REQUIREMENT:
Report every line in the entries below that contains the word "window", copying each such line in full. Treat the match as case-sensitive.

RECORDED DATA:

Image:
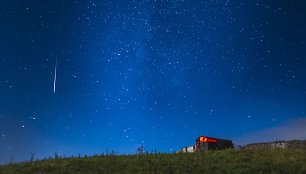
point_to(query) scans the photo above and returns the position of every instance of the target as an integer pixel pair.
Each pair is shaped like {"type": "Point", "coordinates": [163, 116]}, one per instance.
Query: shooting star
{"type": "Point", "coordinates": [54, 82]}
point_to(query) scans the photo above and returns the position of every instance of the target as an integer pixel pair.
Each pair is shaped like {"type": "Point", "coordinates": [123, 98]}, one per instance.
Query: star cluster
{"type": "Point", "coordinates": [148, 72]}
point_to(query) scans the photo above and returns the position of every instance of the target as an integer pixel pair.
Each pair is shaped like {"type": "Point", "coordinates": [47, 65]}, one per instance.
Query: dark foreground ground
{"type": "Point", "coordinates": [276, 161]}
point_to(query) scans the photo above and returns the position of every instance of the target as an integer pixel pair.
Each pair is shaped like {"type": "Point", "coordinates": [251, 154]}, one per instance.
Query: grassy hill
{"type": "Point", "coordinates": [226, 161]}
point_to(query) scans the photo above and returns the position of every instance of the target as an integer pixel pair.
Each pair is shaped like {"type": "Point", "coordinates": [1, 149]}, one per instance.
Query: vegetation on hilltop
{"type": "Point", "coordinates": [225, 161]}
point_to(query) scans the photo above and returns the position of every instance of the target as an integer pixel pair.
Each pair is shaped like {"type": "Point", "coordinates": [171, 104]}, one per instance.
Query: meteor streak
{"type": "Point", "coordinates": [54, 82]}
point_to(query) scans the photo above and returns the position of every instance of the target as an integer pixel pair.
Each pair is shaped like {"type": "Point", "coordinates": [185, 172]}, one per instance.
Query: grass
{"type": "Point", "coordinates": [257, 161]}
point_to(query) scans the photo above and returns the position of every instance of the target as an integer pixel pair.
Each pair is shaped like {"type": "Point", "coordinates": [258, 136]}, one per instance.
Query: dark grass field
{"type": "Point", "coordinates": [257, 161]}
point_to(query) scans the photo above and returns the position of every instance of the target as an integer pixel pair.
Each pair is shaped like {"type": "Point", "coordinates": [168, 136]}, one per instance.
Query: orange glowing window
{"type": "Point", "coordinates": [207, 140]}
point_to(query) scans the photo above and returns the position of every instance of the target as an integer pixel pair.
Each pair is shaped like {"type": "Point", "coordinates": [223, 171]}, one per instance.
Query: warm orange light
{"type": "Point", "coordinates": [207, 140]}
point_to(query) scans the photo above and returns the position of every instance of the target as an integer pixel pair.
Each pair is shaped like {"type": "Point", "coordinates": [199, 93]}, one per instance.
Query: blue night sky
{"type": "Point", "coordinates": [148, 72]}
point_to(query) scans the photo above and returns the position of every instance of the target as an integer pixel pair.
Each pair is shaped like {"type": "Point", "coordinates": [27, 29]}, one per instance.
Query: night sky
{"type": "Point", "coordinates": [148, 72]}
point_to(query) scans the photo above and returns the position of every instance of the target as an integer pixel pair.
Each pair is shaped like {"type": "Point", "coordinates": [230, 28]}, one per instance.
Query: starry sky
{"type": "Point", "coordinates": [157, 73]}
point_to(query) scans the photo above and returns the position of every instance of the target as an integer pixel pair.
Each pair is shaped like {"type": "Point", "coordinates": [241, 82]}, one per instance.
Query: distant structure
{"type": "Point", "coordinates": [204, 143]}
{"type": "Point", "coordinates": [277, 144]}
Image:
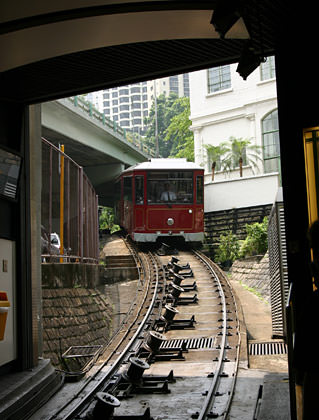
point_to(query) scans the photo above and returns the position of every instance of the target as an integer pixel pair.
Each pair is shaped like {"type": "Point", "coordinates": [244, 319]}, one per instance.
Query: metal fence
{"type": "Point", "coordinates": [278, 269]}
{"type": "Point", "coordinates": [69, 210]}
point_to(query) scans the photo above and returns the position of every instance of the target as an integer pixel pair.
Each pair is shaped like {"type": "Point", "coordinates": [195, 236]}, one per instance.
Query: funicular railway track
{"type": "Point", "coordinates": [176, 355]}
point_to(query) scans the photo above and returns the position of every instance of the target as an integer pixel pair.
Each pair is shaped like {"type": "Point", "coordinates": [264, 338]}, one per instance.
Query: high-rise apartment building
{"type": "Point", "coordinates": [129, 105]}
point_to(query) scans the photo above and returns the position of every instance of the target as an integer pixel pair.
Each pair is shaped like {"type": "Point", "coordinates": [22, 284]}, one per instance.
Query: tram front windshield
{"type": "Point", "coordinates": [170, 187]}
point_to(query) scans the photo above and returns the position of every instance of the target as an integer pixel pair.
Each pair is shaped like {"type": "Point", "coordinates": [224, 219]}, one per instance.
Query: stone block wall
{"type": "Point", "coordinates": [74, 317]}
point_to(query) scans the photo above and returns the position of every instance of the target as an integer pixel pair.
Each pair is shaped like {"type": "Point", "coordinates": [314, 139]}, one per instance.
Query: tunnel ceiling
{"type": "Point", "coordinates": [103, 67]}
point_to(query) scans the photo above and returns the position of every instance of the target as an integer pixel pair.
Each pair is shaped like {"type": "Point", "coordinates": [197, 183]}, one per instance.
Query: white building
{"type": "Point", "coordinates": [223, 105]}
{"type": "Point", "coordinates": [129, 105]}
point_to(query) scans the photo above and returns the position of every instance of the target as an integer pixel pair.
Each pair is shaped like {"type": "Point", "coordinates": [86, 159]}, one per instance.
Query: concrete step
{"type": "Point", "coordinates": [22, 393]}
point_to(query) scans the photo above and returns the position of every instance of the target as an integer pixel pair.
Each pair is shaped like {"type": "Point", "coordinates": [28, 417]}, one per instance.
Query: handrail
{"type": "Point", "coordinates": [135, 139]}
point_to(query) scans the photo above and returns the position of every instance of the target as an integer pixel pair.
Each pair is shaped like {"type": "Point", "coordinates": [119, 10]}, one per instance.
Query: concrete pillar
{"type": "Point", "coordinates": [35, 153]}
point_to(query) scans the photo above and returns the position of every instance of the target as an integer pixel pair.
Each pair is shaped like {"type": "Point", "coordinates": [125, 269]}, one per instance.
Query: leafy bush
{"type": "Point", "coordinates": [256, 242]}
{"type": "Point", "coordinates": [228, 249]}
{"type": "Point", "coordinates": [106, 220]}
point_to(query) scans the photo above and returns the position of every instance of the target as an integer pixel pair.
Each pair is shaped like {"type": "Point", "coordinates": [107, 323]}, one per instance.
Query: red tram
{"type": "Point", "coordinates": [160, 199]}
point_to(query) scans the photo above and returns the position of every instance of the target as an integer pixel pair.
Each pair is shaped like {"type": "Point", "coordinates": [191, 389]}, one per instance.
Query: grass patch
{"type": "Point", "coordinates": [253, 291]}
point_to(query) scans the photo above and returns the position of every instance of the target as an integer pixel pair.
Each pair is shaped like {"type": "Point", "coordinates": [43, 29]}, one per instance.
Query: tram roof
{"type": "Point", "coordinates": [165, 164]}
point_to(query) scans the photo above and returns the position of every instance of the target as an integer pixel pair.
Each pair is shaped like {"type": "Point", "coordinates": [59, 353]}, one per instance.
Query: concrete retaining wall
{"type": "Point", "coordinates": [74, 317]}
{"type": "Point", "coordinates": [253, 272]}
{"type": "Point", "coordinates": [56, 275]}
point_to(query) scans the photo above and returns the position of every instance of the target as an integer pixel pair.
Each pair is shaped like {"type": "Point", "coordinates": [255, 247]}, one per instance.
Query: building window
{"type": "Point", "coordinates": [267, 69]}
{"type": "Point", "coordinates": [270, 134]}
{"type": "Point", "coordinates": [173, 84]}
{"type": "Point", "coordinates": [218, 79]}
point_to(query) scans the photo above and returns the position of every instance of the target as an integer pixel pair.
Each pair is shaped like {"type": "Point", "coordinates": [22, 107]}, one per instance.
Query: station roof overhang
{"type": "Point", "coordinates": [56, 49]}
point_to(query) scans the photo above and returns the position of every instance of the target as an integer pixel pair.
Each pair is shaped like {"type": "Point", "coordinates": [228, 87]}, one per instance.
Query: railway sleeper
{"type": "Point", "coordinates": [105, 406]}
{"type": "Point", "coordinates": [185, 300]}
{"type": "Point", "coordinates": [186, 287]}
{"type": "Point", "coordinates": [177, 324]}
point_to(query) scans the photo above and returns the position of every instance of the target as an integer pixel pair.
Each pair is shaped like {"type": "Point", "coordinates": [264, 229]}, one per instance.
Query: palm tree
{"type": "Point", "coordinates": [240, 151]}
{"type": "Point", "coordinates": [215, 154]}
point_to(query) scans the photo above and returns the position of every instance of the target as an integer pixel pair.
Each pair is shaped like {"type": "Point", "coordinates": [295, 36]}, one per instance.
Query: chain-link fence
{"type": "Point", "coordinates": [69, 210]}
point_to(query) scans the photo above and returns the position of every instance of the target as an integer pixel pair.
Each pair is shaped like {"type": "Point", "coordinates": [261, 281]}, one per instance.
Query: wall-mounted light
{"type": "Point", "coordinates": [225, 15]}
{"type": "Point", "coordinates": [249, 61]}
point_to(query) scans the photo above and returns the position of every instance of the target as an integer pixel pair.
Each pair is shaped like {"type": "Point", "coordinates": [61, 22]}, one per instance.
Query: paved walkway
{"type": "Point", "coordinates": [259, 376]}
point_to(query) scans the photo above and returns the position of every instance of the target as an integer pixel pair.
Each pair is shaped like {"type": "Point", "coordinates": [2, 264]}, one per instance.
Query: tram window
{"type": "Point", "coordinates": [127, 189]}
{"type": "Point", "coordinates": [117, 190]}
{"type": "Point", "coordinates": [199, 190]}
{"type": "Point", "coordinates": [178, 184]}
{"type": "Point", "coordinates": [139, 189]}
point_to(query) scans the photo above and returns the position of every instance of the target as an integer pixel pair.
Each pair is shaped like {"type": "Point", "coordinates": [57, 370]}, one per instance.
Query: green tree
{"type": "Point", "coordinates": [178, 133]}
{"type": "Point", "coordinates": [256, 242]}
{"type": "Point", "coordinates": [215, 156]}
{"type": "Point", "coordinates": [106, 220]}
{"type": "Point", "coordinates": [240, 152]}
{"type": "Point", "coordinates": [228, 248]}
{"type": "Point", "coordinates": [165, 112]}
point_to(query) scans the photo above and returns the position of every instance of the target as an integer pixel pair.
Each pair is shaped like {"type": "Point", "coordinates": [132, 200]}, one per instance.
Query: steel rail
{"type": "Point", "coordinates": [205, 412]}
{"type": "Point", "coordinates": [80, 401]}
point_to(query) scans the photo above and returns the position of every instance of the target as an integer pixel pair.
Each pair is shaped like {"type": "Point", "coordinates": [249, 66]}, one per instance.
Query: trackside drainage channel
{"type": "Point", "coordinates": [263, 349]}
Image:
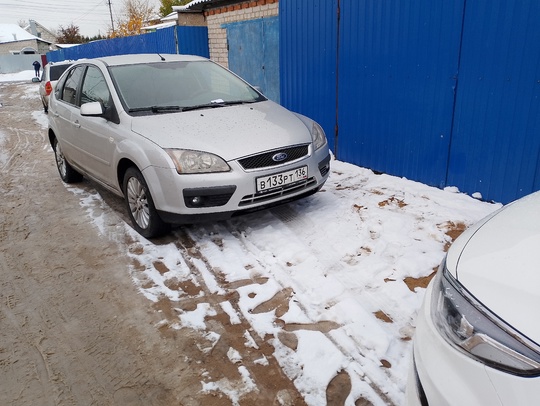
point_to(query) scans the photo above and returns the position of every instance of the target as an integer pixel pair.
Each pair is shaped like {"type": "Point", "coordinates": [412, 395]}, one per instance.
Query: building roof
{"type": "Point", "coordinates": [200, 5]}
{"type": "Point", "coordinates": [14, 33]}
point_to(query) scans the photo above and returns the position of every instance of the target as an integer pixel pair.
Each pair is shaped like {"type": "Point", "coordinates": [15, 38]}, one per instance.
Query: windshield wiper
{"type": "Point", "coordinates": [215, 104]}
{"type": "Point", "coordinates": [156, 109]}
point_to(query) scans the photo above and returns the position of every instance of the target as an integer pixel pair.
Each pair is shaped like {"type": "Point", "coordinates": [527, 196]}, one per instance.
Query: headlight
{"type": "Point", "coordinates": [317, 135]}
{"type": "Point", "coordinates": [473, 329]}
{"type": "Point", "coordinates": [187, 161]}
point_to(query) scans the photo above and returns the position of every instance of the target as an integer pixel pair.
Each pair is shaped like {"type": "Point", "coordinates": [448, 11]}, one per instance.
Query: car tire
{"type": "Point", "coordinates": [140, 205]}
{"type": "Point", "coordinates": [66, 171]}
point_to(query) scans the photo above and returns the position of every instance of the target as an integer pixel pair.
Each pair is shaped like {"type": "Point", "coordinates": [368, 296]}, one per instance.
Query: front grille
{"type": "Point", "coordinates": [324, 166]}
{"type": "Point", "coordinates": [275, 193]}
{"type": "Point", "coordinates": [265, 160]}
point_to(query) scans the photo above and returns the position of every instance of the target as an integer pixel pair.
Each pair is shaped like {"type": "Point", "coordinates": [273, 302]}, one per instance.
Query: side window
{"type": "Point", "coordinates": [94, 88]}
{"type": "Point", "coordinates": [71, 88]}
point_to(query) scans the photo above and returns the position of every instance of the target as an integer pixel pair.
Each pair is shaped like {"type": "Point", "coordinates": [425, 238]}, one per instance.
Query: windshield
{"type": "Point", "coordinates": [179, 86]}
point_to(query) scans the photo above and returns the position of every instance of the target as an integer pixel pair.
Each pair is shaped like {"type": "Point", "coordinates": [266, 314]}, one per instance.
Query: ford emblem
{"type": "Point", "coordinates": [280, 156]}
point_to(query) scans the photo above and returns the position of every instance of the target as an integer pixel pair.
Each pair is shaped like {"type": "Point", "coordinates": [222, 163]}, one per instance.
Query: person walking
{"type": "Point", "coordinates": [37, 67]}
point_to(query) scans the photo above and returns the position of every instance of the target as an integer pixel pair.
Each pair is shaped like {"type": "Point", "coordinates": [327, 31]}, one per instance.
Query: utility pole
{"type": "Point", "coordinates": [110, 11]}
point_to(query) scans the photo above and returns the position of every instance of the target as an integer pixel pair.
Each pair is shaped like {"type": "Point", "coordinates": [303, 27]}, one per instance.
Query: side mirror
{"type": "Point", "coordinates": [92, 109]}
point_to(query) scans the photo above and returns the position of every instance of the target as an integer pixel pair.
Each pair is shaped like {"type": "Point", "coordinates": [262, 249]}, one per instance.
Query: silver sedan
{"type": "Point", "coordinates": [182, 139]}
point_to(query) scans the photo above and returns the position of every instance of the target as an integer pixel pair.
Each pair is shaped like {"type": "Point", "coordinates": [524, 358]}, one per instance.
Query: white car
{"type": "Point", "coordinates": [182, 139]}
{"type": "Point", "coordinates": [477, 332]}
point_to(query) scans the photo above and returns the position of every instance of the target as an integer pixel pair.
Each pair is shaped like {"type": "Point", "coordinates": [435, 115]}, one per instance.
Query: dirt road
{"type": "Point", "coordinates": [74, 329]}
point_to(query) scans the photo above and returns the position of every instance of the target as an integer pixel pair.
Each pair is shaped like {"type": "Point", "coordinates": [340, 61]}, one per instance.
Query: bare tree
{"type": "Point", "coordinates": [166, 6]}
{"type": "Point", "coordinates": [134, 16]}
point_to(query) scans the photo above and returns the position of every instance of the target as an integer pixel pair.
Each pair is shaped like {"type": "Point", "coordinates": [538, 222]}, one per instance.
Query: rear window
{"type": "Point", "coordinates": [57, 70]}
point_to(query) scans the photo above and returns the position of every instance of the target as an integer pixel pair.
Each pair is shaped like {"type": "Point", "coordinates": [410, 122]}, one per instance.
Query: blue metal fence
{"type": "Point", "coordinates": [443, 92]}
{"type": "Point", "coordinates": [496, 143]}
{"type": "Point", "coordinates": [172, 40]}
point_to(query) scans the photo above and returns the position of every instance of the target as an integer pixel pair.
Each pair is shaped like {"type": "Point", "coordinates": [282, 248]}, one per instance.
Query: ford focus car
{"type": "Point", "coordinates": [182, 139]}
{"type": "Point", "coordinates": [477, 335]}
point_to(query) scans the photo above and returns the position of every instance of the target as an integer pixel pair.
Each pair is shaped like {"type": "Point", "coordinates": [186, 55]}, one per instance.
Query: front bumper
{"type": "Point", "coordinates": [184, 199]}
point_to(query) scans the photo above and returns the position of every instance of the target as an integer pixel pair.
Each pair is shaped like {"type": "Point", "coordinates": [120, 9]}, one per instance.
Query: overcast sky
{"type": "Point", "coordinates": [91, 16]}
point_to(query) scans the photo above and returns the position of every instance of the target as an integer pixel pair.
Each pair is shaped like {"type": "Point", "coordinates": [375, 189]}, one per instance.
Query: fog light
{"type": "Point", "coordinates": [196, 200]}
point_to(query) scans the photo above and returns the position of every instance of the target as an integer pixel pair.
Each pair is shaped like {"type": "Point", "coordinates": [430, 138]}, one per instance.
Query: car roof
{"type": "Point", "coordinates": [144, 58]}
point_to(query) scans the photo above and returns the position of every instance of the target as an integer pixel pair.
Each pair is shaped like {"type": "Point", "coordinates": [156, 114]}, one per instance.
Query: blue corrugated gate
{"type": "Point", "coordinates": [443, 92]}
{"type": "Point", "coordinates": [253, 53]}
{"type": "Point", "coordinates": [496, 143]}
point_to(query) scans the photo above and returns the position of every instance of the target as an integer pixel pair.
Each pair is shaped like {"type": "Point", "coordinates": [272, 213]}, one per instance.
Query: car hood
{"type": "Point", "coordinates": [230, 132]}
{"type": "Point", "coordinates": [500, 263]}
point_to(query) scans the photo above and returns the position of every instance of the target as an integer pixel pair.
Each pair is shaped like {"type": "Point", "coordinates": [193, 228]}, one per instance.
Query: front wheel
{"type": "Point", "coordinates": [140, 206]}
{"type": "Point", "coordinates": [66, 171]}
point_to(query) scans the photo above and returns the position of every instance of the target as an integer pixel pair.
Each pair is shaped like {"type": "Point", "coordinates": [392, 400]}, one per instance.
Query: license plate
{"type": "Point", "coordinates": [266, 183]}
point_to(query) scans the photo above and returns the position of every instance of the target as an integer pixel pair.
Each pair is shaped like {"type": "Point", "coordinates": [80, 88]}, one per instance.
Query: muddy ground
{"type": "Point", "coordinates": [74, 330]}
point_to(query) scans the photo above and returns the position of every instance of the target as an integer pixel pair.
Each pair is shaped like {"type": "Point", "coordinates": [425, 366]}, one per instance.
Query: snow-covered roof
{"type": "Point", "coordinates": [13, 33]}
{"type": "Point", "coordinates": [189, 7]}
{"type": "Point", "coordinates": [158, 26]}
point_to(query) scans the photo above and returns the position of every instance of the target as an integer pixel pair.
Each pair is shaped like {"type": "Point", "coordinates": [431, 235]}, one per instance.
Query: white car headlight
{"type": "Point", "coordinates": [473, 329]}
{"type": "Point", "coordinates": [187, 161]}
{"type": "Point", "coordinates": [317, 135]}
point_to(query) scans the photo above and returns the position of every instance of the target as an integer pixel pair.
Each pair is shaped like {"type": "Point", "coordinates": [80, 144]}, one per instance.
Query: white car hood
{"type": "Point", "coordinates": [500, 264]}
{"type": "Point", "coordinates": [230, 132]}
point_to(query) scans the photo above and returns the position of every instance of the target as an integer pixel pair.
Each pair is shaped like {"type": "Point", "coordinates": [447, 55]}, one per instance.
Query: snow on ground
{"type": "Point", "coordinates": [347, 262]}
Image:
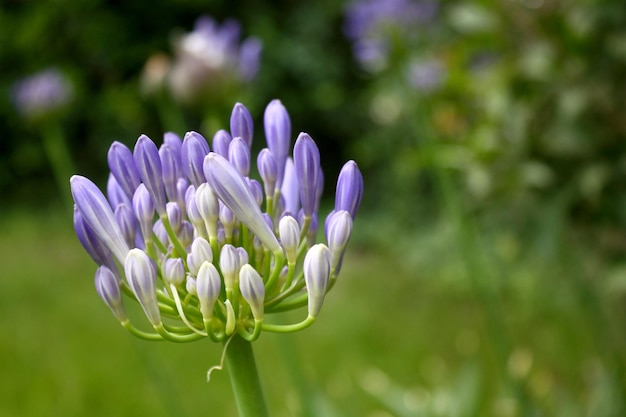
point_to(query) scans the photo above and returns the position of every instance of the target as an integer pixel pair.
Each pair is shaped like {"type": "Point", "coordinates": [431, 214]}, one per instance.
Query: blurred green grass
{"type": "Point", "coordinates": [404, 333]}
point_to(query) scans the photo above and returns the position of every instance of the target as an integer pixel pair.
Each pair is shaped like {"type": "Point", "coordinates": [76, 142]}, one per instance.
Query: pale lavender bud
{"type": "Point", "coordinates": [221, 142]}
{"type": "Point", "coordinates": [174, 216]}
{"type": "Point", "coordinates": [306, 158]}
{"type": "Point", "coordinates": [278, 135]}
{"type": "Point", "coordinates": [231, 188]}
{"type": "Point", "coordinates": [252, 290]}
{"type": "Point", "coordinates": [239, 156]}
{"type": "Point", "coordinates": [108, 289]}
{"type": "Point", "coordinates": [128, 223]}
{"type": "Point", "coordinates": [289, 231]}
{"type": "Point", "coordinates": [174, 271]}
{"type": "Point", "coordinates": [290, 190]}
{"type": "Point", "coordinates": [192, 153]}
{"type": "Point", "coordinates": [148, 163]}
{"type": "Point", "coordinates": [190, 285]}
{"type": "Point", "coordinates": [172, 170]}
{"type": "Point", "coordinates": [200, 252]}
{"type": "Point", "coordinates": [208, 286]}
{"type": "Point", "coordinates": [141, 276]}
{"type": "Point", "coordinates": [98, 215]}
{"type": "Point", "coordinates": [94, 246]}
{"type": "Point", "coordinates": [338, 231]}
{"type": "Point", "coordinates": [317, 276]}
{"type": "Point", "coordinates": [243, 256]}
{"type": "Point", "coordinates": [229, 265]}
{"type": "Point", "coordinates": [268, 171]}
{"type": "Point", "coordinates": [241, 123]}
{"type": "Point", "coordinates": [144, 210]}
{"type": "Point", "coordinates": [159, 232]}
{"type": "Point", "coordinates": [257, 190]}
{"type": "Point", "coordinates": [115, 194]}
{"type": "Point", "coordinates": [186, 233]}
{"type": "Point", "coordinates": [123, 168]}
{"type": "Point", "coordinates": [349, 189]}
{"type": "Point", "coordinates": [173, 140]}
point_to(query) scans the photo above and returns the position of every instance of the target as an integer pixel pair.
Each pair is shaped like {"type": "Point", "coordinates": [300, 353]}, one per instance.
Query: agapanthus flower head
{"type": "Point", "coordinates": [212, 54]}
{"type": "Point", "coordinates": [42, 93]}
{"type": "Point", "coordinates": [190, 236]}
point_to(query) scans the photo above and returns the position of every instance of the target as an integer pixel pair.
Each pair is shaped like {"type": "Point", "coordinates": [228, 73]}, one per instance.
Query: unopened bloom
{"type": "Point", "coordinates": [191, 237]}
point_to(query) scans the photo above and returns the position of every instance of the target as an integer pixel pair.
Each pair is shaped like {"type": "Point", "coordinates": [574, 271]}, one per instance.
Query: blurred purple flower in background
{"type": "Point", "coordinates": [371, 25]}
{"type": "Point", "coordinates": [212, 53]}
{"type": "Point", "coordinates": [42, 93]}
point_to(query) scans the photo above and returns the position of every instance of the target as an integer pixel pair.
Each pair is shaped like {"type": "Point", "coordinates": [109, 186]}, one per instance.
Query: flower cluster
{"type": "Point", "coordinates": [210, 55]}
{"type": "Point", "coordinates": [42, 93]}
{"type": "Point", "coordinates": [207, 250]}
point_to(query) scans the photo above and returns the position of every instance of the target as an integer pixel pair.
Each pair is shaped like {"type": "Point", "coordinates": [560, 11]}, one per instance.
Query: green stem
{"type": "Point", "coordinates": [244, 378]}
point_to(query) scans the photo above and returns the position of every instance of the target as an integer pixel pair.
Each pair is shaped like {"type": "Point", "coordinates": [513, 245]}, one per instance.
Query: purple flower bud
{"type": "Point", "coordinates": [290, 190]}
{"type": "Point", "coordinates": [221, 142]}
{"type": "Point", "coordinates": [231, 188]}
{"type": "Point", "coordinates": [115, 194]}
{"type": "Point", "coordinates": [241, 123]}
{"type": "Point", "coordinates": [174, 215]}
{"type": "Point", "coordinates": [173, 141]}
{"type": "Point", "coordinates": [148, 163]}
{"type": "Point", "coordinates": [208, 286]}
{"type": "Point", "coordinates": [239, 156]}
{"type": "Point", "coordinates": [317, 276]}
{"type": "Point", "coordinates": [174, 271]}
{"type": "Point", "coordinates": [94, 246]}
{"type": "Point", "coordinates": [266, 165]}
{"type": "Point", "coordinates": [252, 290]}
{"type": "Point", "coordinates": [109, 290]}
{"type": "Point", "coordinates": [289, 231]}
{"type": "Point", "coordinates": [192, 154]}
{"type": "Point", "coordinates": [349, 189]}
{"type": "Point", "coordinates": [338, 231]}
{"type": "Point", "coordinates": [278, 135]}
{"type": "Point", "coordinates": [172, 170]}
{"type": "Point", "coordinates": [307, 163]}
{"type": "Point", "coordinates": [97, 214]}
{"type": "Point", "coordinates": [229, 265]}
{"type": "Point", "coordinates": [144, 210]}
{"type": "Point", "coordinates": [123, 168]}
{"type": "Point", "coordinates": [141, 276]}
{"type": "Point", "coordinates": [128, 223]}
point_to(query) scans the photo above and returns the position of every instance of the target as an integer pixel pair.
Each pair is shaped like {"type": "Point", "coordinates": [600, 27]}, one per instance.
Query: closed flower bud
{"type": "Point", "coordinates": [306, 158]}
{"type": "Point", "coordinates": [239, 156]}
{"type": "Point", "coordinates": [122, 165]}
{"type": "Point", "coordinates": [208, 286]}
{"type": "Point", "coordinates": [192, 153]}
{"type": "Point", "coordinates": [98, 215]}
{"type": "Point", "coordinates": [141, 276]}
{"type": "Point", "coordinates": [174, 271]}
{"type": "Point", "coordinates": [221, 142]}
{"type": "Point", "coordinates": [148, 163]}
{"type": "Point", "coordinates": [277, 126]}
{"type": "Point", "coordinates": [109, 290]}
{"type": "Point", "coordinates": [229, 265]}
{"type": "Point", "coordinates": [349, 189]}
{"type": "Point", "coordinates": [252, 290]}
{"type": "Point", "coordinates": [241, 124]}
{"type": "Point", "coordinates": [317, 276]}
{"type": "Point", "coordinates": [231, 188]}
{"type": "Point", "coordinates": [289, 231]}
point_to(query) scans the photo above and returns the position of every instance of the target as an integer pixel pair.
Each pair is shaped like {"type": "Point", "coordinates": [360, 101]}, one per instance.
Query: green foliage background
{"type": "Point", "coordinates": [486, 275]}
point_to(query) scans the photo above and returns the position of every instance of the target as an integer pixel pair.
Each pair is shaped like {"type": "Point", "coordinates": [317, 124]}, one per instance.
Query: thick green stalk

WORKED SOLUTION:
Query: orange glowing window
Query: building window
Query: tram window
Query: side window
Query: rear window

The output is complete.